TEXTO DE ESTUDIO:

# # # # # # #

La fotografía de su cadáver en las costas turcas sobrecogió al mundo entero con el drama de los refugiados, como si las imágenes que habían desfilado previamente ante nosotros, cómodos en el sofá de nuestras casas, viendo a esos padres cargados de sus hijos, o a esos millares de personas que se arrastran bajo las concertinas, malditas concertinas, corriendo como alma que lleva el diablo con su rostro desfigurado por el terror, no tuviesen la suficiente entidad para arrancarnos de nuestro injusto conformismo y ensimismamiento.

Ha sido muy cruda la muerte inocente tan joven -tenía tres años- arrancada de cuajo y ha sido mucho más impactante, nos ha removido más las entrañas, despertando nuestra cruel indiferencia que hace demasiado tiempo se apoderó de nosotros. La imagen de Aylan muerto ha sido mucho más impactante que la de miles de cadáveres adultos, porque representa la inocencia en estado puro. Pero la muerte es la muerte. Igual de cruel en Aylan que en los miles de sirios que huyen de esa atroz guerra que los asola. Trae a nuestra mente el presente de nuestros hijos o nietos y a su futuro que Aylan ya no tendrá.

# # # # # # #

REQUISITOS DEL EJERCICIO:
a) Según el texto de estudio, ¿cuántos años tenía Aylan?
b) Reproduzca palabra por palabra el fragmento del texto de estudio que comienza en «La fotografía de» y termina en «conformismo y ensimismamiento.».

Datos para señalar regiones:
# # # # # # #

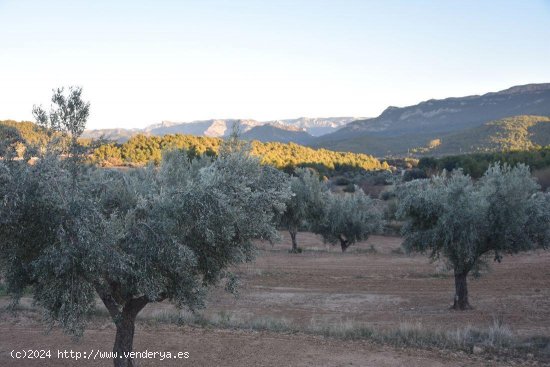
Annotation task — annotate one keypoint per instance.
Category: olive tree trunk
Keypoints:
(344, 244)
(293, 232)
(461, 291)
(123, 313)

# # # # # # #

RESPUESTAS:
a) Tenía tres años.

b)
La fotografía de su cadáver en las costas turcas sobrecogió al mundo entero con el drama de los refugiados, como si las imágenes que habían desfilado previamente ante nosotros, cómodos en el sofá de nuestras casas, viendo a esos padres cargados de sus hijos, o a esos millares de personas que se arrastran bajo las concertinas, malditas concertinas, corriendo como alma que lleva el diablo con su rostro desfigurado por el terror, no tuviesen la suficiente entidad para arrancarnos de nuestro injusto conformismo y ensimismamiento.